TASK SET:
**A.** Write out the part of the appellate opinion starting at "Erica Santiago and" and ending at "had no bruises.", word for word.
**B.** Answer these questions using the appellate opinion:
(i) What punishment did the trial court assess?
(ii) In what month and year was Lanah born?
(iii) What did appellant say had happened to Lanah when Santiago asked him?

GIVEN PASSAGE:

[Start of Attachment]

Opinion
No. 05-12-01161-CR
05-20-2014
Affirmed and Opinion Filed May 20, 2014
On Appeal from the Criminal District Court No. 5
Dallas County, Texas
Trial Court Cause No. F08-24673-L
MEMORANDUM OPINION
Before Justices Bridges, Fillmore, and Lewis
Opinion by Justice Bridges
Eloy Sanchez appeals his reckless injury to a child conviction. Appellant pleaded no contest, and the trial court found him guilty and assessed punishment at ten years' confinement and a $2000 fine. In three points of error, appellant argues the evidence is insufficient to prove he recklessly caused serious bodily injury to a child or used or exhibited a deadly weapon, and he was denied his right to confrontation when the State introduced an autopsy report containing testimonial hearsay. We affirm the trial court's judgment.
Erica Santiago and appellant met in high school and had a baby, Lanah, in January 2008. At the time, Santiago and appellant lived with Santiago's mother in Garland. On March 29, 2008, Lanah was approximately two months old. That day, Santiago was trying to put Lanah to sleep so she could get ready for work, but Lanah was crying. Appellant was watching television, and he told Santiago "if [she] could go put her to sleep somewhere else because he was trying to watch TV." As Lanah continued crying, appellant turned up the volume on the television, and Santiago took Lanah to "the front" to put her to sleep. Santiago "had a hard time putting [Lanah] down because she didn't really want [Santiago] to put her down." When appellant drove Santiago to work, they took Lanah along in her carseat. As Santiago got out of the car, she reminded appellant to feed Lanah. At that time, Lanah had no bruises.
At work, Santiago got a text from her mother saying Lanah was crying and Santiago's mother was on her way home to help. Santiago called her mother's house phone, and her mother answered and said she "had just barely gotten home." Santiago asked to talk to appellant, and she heard appellant say "She's not breathing." Santiago hung up the phone "so they could call the ambulance" and had a co-worker drive her home. When Santiago arrived home, police and an ambulance were already there, and they would not let her enter the house. However, Santiago was able to talk to appellant, who was "pretty calm for the situation." Santiago asked appellant, "What happened? What did you do?" and appellant said Lanah "choked on her milk."

[End of Attachment]

Stored data entries:
[Start of Attachment]

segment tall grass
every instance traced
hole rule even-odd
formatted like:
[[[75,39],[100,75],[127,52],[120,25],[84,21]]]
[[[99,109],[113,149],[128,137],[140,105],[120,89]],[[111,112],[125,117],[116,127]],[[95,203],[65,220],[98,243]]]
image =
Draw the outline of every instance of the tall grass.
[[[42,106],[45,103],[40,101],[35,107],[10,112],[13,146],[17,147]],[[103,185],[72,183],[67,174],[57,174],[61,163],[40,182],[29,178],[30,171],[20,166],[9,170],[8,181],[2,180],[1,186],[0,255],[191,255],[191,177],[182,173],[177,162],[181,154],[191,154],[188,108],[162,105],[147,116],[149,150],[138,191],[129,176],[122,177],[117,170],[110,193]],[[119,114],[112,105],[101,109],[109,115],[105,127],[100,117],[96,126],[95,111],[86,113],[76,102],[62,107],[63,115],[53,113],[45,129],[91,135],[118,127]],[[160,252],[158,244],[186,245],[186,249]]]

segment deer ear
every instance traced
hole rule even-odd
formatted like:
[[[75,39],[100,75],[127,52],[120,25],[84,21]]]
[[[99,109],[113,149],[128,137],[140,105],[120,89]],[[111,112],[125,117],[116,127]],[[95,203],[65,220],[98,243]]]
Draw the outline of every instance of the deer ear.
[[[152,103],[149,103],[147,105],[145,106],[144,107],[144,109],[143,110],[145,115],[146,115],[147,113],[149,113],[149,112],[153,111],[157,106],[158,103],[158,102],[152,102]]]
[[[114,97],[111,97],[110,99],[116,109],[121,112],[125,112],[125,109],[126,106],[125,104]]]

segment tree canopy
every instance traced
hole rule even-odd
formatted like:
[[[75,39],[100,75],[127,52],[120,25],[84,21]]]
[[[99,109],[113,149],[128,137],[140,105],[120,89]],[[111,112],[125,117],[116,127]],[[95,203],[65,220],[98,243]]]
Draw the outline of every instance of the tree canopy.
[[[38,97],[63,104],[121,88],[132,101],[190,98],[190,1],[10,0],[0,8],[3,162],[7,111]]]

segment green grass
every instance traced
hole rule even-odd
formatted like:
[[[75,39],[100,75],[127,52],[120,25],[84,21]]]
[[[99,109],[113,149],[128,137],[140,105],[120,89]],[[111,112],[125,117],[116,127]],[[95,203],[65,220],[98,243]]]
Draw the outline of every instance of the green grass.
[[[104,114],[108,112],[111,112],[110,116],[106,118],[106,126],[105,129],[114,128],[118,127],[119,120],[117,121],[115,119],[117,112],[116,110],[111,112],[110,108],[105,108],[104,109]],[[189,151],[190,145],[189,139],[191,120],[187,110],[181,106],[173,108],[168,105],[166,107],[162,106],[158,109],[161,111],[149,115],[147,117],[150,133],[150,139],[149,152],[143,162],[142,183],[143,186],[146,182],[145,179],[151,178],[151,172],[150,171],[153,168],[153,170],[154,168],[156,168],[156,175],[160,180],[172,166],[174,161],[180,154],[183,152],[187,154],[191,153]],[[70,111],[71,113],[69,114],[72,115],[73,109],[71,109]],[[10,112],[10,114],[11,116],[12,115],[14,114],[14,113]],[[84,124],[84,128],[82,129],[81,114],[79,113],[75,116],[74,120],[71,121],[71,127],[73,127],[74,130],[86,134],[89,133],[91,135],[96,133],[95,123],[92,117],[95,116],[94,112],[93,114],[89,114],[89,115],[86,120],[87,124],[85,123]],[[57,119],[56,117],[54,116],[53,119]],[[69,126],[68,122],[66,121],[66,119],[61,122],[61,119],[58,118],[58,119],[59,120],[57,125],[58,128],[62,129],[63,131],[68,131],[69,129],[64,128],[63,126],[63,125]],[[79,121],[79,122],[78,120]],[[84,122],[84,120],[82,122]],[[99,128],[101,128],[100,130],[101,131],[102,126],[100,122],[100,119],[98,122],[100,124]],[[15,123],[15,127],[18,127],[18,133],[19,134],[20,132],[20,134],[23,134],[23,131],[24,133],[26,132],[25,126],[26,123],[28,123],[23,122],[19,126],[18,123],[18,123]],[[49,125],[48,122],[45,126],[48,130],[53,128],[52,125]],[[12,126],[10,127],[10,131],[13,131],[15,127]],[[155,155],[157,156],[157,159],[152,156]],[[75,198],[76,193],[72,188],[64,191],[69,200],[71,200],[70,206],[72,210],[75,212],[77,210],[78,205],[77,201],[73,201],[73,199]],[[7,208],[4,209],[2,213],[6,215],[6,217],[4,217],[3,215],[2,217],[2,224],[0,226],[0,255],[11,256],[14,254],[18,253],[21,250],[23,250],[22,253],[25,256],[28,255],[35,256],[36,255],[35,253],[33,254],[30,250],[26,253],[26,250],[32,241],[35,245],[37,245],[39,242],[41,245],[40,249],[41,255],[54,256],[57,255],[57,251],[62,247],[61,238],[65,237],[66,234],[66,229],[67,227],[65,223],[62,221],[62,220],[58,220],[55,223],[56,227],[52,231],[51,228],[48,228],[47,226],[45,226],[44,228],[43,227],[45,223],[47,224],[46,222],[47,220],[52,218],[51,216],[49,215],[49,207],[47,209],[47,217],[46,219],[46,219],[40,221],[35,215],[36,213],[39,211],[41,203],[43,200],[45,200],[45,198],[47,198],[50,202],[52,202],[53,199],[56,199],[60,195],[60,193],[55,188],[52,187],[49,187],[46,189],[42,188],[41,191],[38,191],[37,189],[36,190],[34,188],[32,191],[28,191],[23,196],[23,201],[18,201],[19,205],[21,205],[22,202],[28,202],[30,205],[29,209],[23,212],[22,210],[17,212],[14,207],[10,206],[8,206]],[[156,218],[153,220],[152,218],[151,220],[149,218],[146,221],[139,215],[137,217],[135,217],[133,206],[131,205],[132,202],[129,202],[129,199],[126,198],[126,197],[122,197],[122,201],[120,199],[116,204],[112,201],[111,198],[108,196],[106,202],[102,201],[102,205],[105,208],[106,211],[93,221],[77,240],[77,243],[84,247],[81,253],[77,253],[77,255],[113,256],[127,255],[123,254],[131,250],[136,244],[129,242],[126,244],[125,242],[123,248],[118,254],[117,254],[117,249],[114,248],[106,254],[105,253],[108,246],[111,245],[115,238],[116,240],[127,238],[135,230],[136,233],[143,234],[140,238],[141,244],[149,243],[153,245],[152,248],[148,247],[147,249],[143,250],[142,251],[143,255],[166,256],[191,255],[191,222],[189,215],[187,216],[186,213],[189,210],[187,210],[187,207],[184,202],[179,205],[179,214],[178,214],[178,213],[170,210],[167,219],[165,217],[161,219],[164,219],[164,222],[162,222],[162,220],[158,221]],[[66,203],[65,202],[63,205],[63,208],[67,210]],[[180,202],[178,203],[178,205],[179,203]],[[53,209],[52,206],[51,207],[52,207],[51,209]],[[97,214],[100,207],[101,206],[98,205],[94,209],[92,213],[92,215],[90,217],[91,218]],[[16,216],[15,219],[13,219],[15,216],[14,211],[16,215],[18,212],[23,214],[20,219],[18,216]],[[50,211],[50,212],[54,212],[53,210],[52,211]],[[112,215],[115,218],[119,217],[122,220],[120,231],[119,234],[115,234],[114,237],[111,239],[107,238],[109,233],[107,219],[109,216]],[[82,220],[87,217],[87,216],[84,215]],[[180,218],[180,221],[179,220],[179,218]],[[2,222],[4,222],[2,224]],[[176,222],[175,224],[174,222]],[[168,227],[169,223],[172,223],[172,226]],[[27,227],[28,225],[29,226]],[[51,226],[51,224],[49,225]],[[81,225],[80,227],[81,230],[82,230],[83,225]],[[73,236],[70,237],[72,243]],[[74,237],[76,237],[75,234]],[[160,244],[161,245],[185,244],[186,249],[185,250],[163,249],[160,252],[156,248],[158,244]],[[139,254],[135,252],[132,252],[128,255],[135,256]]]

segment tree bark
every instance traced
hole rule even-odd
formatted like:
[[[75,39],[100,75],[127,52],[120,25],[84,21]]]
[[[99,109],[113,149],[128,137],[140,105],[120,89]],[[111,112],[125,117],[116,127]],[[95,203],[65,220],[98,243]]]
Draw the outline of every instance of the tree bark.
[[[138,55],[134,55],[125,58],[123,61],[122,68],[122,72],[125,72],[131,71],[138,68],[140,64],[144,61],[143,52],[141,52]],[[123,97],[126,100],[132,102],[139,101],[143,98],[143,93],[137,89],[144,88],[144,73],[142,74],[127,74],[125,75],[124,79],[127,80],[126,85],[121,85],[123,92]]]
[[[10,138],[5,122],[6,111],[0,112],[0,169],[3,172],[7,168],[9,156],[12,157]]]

[End of Attachment]

SOLVED TASKS:
**A.**
Erica Santiago and appellant met in high school and had a baby, Lanah, in January 2008. At the time, Santiago and appellant lived with Santiago's mother in Garland. On March 29, 2008, Lanah was approximately two months old. That day, Santiago was trying to put Lanah to sleep so she could get ready for work, but Lanah was crying. Appellant was watching television, and he told Santiago "if [she] could go put her to sleep somewhere else because he was trying to watch TV." As Lanah continued crying, appellant turned up the volume on the television, and Santiago took Lanah to "the front" to put her to sleep. Santiago "had a hard time putting [Lanah] down because she didn't really want [Santiago] to put her down." When appellant drove Santiago to work, they took Lanah along in her carseat. As Santiago got out of the car, she reminded appellant to feed Lanah. At that time, Lanah had no bruises.

**B.**
(i) Ten years' confinement and a $2000 fine.
(ii) January 2008.
(iii) He said she "choked on her milk."